== Written request ==
Can you copy the records below word for word, all of them, leaving out the pictures?

== Dataset records ==
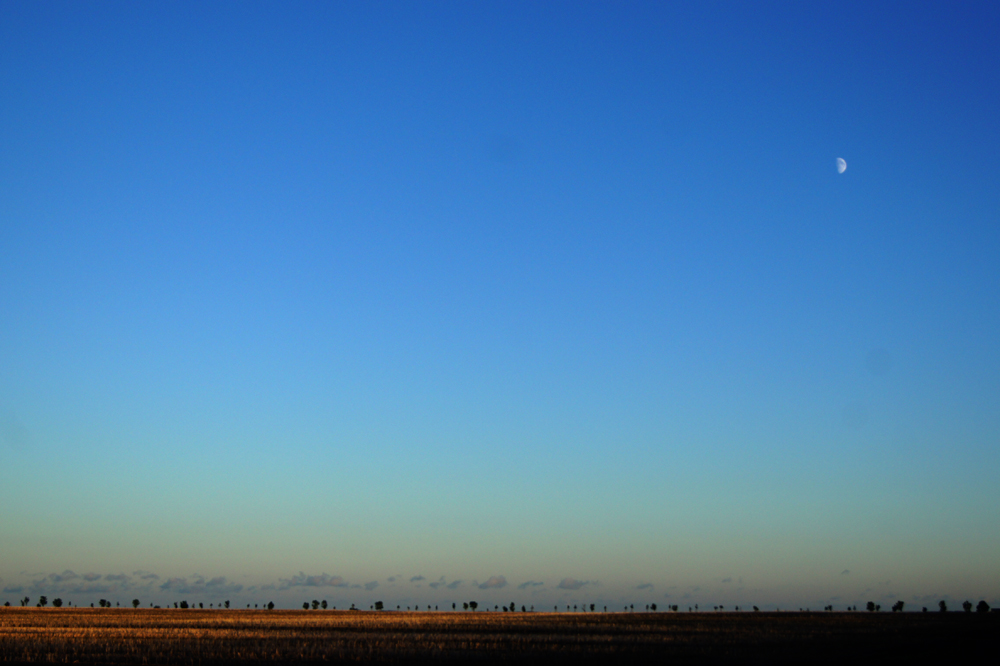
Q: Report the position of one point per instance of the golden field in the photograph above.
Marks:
(173, 636)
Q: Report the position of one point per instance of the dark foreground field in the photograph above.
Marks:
(107, 636)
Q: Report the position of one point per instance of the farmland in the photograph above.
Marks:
(120, 636)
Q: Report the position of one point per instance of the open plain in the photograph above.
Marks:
(120, 636)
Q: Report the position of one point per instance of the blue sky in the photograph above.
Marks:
(552, 302)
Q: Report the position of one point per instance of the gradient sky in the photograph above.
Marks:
(543, 302)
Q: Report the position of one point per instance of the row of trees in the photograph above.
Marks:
(871, 606)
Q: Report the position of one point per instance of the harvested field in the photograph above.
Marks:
(119, 636)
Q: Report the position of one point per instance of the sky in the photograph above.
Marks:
(544, 303)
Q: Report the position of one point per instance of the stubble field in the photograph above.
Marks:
(120, 636)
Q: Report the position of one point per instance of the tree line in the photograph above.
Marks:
(871, 606)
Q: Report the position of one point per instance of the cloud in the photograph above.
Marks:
(69, 582)
(573, 584)
(63, 577)
(494, 583)
(302, 580)
(198, 585)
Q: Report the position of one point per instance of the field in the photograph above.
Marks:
(120, 636)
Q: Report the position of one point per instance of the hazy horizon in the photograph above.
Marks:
(301, 297)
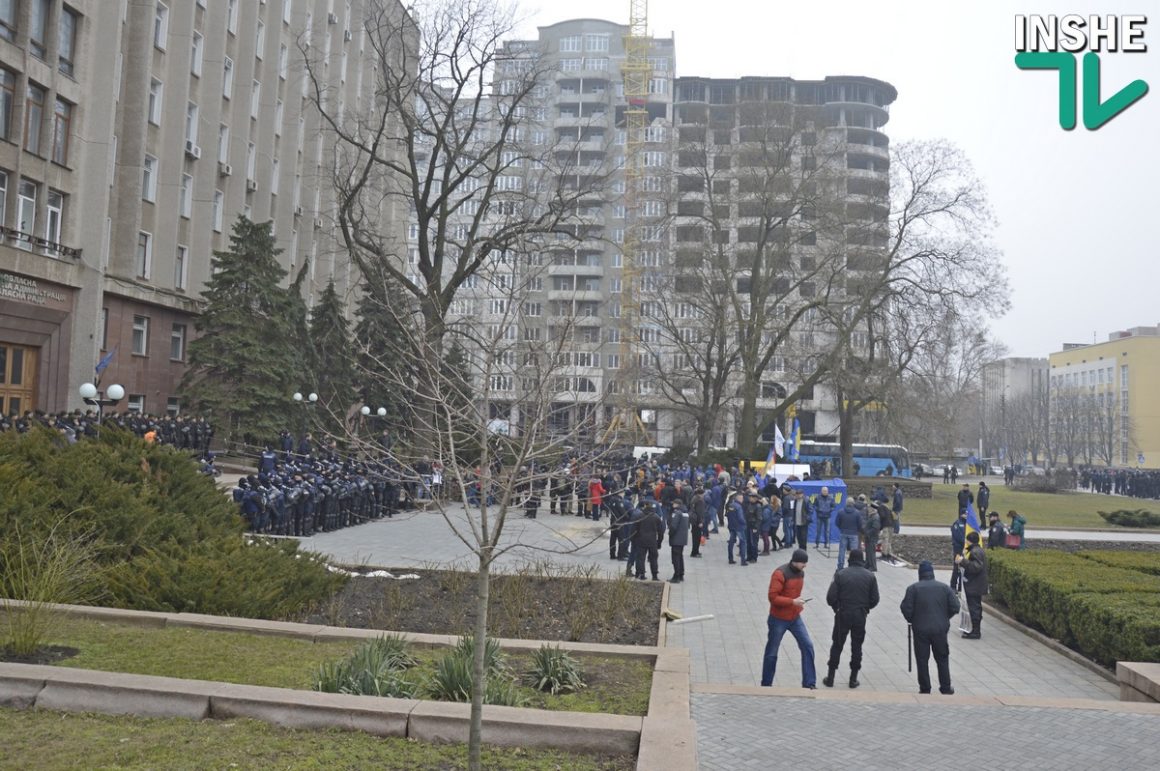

== Task solution ==
Q: Report the position of one point per instance of the golden field in the photograph above.
Marks:
(173, 636)
Q: Report the position of one point per instance of the dark foreground field in the photograph above.
Marks:
(107, 636)
Q: Report the position of one point per instance of the farmland in the photograph above.
Marks:
(120, 636)
Q: Report the position of one point per instance of the open plain in the photograph above.
Marks:
(120, 636)
Q: Report the position of one point per instance of the blue sky in the photograph above.
Marks:
(552, 302)
Q: Report the position of one point per instance of the gradient sky in the photograph above.
Marks:
(543, 302)
Q: Report the position of one point per instance of the row of trees in the photograph above.
Marks:
(871, 606)
Q: Report the position of one point per instance of the harvested field in the photograph above.
Marks:
(119, 636)
Q: Report the position of one point per instance of the sky in the photograph above.
Marks:
(544, 303)
Q: Report the position of one point per instance of the stubble field in the photograph above.
Marks:
(120, 636)
Q: Report the position of one point per instance of the tree line in the photograph above.
Marks:
(871, 606)
Q: Report the position of one point per instance of the cloud in the photograph above.
Marks:
(69, 582)
(573, 584)
(63, 577)
(494, 583)
(302, 580)
(198, 585)
Q: Report the position of one point per instance of the field in the photograph above.
Marks:
(120, 636)
Q: Report the position of one point per instance of the hazy horizon in the photograph above.
Marks:
(301, 297)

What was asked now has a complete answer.